**SELECTED TEXT**
┌──

A full workflow engine for async/parallelized Python tasks.
Project description
pyWorkflowy
A full workflow engine for async/parallelized Python tasks. Tasks, DAGs, retries, timeouts, three execution backends, persistence/resume, and a cron-like scheduler — all in one library with zero runtime dependencies.
Install
pip install pyworkflowy
or
uv add pyworkflowy
Core has no runtime dependencies. Process-pool support, threading, and asyncio are all stdlib.
Tasks
Decorator form
@task is the simplest entry point. Bare or parameterised, exactly like @hook in pyHooky:
from pyworkflowy import task, TaskRunner
@task
def square(x: int) -> int:
return x * x
@task(name="checkout", retries=3, timeout=10.0, backend="thread")
def checkout(cart_id: int) -> dict:
...

└──

**WHAT IS ASKED**
Continue the pyWorkflowy documentation from the point where it stops.

**MATERIAL**

┌──

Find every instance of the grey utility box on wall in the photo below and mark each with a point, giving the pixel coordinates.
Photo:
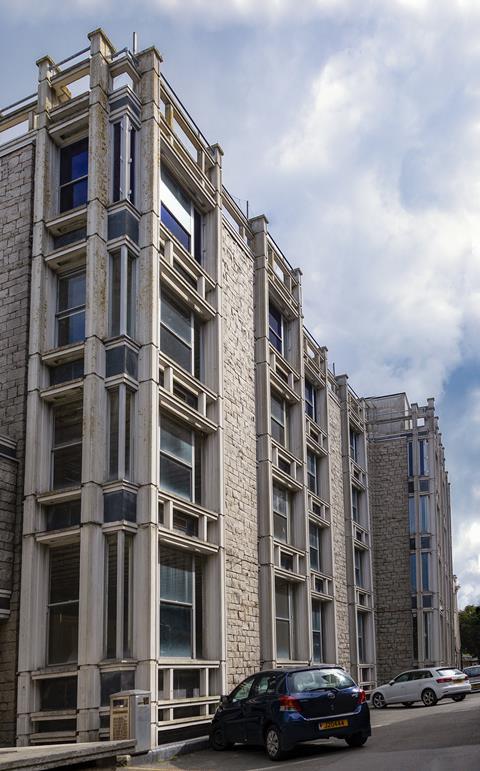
(130, 718)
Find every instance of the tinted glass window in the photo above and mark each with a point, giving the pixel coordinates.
(318, 679)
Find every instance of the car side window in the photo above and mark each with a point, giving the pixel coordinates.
(243, 690)
(264, 684)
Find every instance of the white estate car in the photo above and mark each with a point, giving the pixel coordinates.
(427, 685)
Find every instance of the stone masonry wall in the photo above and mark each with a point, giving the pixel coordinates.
(338, 531)
(387, 465)
(241, 552)
(16, 173)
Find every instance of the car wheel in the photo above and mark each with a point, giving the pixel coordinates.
(378, 701)
(429, 697)
(356, 740)
(273, 743)
(218, 742)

└──

**WRITTEN RESPONSE**
The wrapped object is a Task instance. Use .submit(...) to enqueue it on the active runner; calling it directly bypasses the runner (useful in unit tests):
with TaskRunner() as runner:
handle = square.submit(5)
runner.run()
assert handle.result() == 25
# direct call — no runner involved
assert square(5) == 25
The task name is auto-derived from module.qualname if you don't pass one. Lambdas and other anonymous functions get an id()-suffixed name so multiple ones in the same scope don't collide.
Class form
When configuration-as-class reads better than configuration-as-kwargs, subclass TaskBase:
from pyworkflowy import TaskBase
class FetchUser(TaskBase):
name = "fetch-user"
backend = "thread"
retries = 2
timeout = 5.0
def run(self, user_id: int) -> dict[str, Any]:
return http.get(f"/users/{user_id}").json()
fetch_user = FetchUser()
handle = fetch_user.submit(42)
Instantiating FetchUser() returns a Task — the same type the decorator produces. run may be def or async def; pyWorkflowy auto-detects.
TaskBaseconstructors take no arguments — class-level attributes configure the task; runtime values are passed tosubmit(*args, **kwargs)and forwarded torun.
max_attempts vs retries
max_attempts=3 means "up to 3 attempts including the first" — sugar for retries=2. Pass whichever framing reads better; passing both raises ValueError.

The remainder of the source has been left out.